Mostly yes, because so much of that personal work was learning how to be happy. Early in life I had an incapacitating amount of anxiety and depression, and when I figured out where all of it really came from (not only genetic predisposition and brain wiring, but a family legacy of abusive behaviors combined with inequalities in the world) then I got pretty consumed with rage. I regret not having the guidance and support that I needed while much younger, and it would have been best to have always had that and grown up properly—but it's better to have grown out of all the bad stuff eventually (as in, taking at least a decade) than never at all.
If I can come down with a bad flu that leaves me bedridden for fewer than eight times a year, and I don't have some internal thought generator in that situation fill my mind with "useless, worthless, lazy"—which it doesn't anymore—then that's practically a life purpose achieved.
I can be very happy with the mere absence of distress and misery, really.
That said, when I did have an intrepid vision of the future when I was a child, I sure didn't think: "I want to be orphaned, without a university or vocational education, with inessential skills, with moderately compromised executive functioning, and unemployed during a global pandemic and climate crisis in the age of late-stage capitalism and the gig economy." Personal growth by itself doesn't cover the rent, bills and groceries.
I thought I would have the first draft of a full-length novel done and submitted to the slush piles of several prestigious publishing houses before the age of 20. I didn't make it to that reality.
What with the Plague going around and new strains popping up left, right, and center, it's a simple fact that I don't know how much time I have left—or in what unpredictable and undignified ways this lifetime will be permanently terminated.
Still, the main difference between who I want to be and the way I am now are more steps that I haven't taken yet. So, it's slow going, but I'm more optimistic about getting there…compared to the version of me in a parallel dimension probably where I got to go to university, and the global pandemic never happened, and I did publish a novel by the age of 20 and still managed to be anxious and depressed about it like I Guess I Live Here Now. In the homeworld version of what happened instead, at least there's still the potential to become a little more happy with myself tomorrow.

### What the task requires
In the reflection on personal growth, by what age did the writer expect to have submitted a first draft of a full-length novel to publishing houses?

### Information given

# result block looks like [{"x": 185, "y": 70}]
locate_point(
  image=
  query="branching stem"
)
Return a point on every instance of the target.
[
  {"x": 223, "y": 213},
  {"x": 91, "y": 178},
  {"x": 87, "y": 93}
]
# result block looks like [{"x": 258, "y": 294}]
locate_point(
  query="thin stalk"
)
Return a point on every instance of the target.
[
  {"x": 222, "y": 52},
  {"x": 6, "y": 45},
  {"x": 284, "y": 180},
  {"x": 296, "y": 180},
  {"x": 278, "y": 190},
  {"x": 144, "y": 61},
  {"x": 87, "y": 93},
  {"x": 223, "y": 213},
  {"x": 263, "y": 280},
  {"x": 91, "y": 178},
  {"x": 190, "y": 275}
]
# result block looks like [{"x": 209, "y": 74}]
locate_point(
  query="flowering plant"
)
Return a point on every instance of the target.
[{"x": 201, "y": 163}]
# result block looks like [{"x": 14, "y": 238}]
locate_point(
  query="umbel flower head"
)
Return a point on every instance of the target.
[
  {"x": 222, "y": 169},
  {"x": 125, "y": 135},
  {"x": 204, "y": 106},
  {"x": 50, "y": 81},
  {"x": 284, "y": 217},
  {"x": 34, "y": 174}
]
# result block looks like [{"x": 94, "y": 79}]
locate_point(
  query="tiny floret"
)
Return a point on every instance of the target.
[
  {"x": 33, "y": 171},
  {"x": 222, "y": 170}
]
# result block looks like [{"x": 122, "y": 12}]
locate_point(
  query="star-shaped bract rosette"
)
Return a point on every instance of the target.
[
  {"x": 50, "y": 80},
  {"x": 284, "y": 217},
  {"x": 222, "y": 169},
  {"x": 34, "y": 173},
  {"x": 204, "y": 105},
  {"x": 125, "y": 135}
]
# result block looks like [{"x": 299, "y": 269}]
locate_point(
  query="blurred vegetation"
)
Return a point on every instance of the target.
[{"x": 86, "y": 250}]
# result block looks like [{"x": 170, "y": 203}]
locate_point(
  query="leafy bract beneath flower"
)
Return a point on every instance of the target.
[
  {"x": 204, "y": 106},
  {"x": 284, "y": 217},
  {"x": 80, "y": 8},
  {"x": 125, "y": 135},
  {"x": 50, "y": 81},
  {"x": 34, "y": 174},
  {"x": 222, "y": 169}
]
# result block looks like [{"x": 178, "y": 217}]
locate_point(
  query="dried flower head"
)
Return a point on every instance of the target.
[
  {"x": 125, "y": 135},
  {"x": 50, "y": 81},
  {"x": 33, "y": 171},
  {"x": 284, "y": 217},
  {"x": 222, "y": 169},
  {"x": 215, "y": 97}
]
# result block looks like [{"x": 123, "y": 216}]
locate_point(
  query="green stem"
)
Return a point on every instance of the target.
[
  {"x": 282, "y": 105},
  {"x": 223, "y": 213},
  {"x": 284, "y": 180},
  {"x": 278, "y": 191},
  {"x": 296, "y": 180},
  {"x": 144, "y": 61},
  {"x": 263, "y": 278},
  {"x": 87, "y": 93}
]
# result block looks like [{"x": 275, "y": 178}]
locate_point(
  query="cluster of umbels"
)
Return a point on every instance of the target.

### Solution to the exercise
Before the age of 20.